= Set exercise A =
Report every line in the entries below that contains the word "blue", matching its case exactly.

I forgot to mention Chris as well, doh!

Thank you Chris, I have your art signed from last WF proudly
hanging uncut, in a custom frame, in my computer/visitor room.

Edge


----------



## nx01Rob (Mar 1, 2005)

Thank you Chris for a great box cover and thank you Thomas for a great and accurate kit. My local hobby shop says:" A week and a half to make it out to the West coast". They'll call me. Hmmm....Welllll, hooppidee doopidee...


----------



## spindrift (Apr 16, 2005)

*Take a big bow Thomas,Dave and Chris!*

The E refit kit has to be the HIGHEST watermark for the company that once existed called Polar Lights. we all can see your dedication and commitment to this model and your hard work will pay off in many many ways-at least from all of us privileged to own and build and enjoy this kit. it may seem alittle geekish to note that but i am sure all of us builders and collectors can't express enough our warm thoughts to all of you who have made this a reality!

= Records shown =
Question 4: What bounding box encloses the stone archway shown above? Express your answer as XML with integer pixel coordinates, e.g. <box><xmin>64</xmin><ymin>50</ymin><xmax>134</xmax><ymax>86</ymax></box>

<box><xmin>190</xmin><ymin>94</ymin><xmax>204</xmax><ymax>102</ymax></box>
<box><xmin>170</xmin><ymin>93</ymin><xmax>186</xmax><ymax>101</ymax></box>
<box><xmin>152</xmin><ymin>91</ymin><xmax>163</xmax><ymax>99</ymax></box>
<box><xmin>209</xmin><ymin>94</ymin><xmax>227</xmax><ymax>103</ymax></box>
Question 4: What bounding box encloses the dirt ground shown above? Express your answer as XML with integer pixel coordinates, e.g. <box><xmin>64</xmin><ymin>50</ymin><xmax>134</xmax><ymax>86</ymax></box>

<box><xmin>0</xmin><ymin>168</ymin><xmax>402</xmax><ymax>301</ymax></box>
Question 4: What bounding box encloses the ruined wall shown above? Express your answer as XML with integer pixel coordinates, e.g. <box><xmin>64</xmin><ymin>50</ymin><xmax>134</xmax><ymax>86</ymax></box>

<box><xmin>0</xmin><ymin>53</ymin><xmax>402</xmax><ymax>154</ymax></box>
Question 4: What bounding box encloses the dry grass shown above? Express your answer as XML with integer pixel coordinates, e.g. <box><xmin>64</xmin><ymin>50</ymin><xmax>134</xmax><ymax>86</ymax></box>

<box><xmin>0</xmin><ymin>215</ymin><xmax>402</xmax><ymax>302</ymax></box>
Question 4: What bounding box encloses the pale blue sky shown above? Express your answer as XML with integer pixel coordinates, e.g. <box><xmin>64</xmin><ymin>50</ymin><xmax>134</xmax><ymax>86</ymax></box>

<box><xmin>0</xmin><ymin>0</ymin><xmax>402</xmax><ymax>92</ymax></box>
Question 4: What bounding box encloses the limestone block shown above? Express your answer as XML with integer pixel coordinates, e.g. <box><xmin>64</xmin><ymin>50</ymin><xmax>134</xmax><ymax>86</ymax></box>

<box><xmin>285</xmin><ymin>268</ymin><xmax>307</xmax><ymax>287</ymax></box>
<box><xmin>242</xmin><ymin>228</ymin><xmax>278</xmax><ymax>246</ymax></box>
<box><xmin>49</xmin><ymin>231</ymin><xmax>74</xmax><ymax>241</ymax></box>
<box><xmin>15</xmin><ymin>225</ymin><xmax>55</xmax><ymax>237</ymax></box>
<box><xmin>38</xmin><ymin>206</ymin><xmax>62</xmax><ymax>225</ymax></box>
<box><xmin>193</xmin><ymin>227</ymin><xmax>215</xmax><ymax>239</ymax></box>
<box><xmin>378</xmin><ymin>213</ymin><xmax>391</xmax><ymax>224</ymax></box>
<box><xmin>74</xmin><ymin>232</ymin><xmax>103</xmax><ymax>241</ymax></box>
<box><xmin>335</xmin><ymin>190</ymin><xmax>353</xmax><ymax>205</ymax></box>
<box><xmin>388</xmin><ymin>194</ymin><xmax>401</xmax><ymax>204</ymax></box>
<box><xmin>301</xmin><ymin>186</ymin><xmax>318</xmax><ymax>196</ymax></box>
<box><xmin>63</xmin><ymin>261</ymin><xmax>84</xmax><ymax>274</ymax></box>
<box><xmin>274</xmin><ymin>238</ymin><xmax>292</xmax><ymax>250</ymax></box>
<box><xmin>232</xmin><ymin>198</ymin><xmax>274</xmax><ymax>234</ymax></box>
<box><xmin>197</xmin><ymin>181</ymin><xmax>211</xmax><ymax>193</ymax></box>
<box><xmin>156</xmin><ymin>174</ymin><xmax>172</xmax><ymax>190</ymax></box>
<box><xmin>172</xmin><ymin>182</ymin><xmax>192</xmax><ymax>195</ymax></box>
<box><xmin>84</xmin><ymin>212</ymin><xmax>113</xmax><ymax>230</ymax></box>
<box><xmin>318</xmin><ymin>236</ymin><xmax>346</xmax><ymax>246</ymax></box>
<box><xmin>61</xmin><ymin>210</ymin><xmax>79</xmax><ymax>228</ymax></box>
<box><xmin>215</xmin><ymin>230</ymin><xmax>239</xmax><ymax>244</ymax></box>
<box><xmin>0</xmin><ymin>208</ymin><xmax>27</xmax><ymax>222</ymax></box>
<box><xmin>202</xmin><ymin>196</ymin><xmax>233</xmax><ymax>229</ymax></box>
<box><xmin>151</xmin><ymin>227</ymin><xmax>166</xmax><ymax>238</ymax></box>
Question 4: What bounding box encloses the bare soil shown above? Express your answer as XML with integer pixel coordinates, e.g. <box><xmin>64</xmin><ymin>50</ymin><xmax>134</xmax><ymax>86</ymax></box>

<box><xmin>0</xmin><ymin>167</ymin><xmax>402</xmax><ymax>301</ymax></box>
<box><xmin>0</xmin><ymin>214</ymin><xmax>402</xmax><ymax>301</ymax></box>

= Set exercise B =
Reproduce the passage of the model kit thread above from "## nx01Rob (Mar" to "(Apr 16, 2005)" without changing a character.

= Written reply A =
Question 4: What bounding box encloses the pale blue sky shown above? Express your answer as XML with integer pixel coordinates, e.g. <box><xmin>64</xmin><ymin>50</ymin><xmax>134</xmax><ymax>86</ymax></box>

= Written reply B =
## nx01Rob (Mar 1, 2005)

Thank you Chris for a great box cover and thank you Thomas for a great and accurate kit. My local hobby shop says:" A week and a half to make it out to the West coast". They'll call me. Hmmm....Welllll, hooppidee doopidee...


----------



## spindrift (Apr 16, 2005)